■ Required actions ■
[a] In the inequality thread, what condition is placed on x, y and z?
[b] In the listing, write out the lines from the one containing "target: <item>white wall</item>" through the end of the listing, replacing "vertices" with "corner points" and changing nothing else.
======== Text passage ========
Question

Prove that :
\[\large{(x^3+y^3+z^3)^2 \ge \frac{9}{8}(x^2+yz)(y^2+zx)(z^2+xy)}\]

where x,y and z are non - negative real numbers.

Answer 1

should we expand here in RHS or in LHS ?


I did that in RHS but that was too much complicated ...result

Answer 2

@Callisto @myininaya @UnkleRhaukus

Answer 3

\[\text{if } \quad x=y=z=1\]
\[9\geq\frac98(8)\]

Answer 4

is it given that x = y = z = 1 ? @UnkleRhaukus

Answer 5

the equation is symmetric in the three variables

i think x=y=z=1
is a important point on the graph

Answer 6

Hmn but I don't think so as this as a correct way..

Answer 7

I am still waiting for @mukushla here...

He is good at inequalities..

Answer 8

try proving this
\[ \large{(x^3+y^3+z^3)^2 \ge \frac{3}{8}((x^2+yz)^3 +(y^2+zx)^3 + (z^2+xy)^3)}\]

Answer 9

not sure though ...

Answer 10

Hmn.... I will like to try that @experimentX . .... but please.... r u sure that this would help?

Answer 11

might ... I'm extremely busy due to exams!!

Answer 12

Oh k no problem.... best of luck for your exams....

Answer 13

@TuringTest and @KingGeorge @amistre64 might like to view this when they will be online

Answer 14

Here what I did so far which leads to the credibility that that the inequality is true:
If
\[
h(x,y,z)=\frac{\left(x^3+y^3+z^3\right)^2}{\left(x z+y^2\right)
\left(x^2+y z\right) \left(x y+z^2\right)}\\

\]
I computed its gradient. G and I verified that G(x,x,x)=0. Also
\[
h(x,x,x)=\frac 98
\]
One has to show that h has a minimum at those points and we will be done.
======== Provided data ========
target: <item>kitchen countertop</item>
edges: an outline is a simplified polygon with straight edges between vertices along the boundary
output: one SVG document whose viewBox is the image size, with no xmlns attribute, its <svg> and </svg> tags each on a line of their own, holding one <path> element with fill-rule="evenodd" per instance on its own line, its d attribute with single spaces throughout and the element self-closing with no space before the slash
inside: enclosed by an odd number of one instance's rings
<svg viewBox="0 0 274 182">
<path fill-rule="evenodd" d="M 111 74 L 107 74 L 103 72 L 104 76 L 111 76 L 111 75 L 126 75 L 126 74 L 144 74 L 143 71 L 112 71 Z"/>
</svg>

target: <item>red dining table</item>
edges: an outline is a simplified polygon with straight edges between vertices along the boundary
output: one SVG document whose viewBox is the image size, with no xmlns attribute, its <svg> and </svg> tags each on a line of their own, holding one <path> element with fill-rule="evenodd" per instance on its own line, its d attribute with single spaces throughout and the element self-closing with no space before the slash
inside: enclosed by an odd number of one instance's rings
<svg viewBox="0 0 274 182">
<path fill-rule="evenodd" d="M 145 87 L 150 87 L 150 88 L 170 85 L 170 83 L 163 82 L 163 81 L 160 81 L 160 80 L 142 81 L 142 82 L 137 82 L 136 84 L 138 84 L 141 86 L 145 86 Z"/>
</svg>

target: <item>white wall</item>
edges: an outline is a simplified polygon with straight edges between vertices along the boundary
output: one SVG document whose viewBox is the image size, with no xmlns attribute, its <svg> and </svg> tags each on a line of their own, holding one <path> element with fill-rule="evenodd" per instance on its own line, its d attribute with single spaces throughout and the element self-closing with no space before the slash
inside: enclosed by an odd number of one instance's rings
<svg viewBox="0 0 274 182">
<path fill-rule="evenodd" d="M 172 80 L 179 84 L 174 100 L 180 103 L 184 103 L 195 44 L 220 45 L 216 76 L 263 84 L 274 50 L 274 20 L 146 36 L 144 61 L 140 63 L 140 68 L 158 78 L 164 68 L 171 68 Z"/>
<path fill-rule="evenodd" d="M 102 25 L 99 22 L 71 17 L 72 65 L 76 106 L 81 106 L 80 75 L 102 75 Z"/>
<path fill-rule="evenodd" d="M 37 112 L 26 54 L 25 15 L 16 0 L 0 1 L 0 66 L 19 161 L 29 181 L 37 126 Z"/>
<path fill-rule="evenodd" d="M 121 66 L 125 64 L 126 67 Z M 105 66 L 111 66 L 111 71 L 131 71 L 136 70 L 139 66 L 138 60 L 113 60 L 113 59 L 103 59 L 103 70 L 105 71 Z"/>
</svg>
========
■ Worked answers ■
[a] They are non-negative real numbers.

[b]
target: <item>white wall</item>
edges: an outline is a simplified polygon with straight edges between corner points along the boundary
output: one SVG document whose viewBox is the image size, with no xmlns attribute, its <svg> and </svg> tags each on a line of their own, holding one <path> element with fill-rule="evenodd" per instance on its own line, its d attribute with single spaces throughout and the element self-closing with no space before the slash
inside: enclosed by an odd number of one instance's rings
<svg viewBox="0 0 274 182">
<path fill-rule="evenodd" d="M 172 80 L 179 84 L 174 100 L 180 103 L 184 103 L 195 44 L 220 45 L 216 76 L 263 84 L 274 50 L 274 20 L 146 36 L 144 61 L 140 63 L 140 68 L 158 78 L 164 68 L 171 68 Z"/>
<path fill-rule="evenodd" d="M 102 25 L 99 22 L 71 17 L 72 65 L 76 106 L 81 106 L 80 75 L 102 75 Z"/>
<path fill-rule="evenodd" d="M 37 112 L 26 54 L 25 15 L 16 0 L 0 1 L 0 66 L 19 161 L 29 181 L 37 126 Z"/>
<path fill-rule="evenodd" d="M 121 66 L 125 64 L 126 67 Z M 105 66 L 111 66 L 111 71 L 131 71 L 136 70 L 139 66 L 138 60 L 113 60 L 113 59 L 103 59 L 103 70 L 105 71 Z"/>
</svg>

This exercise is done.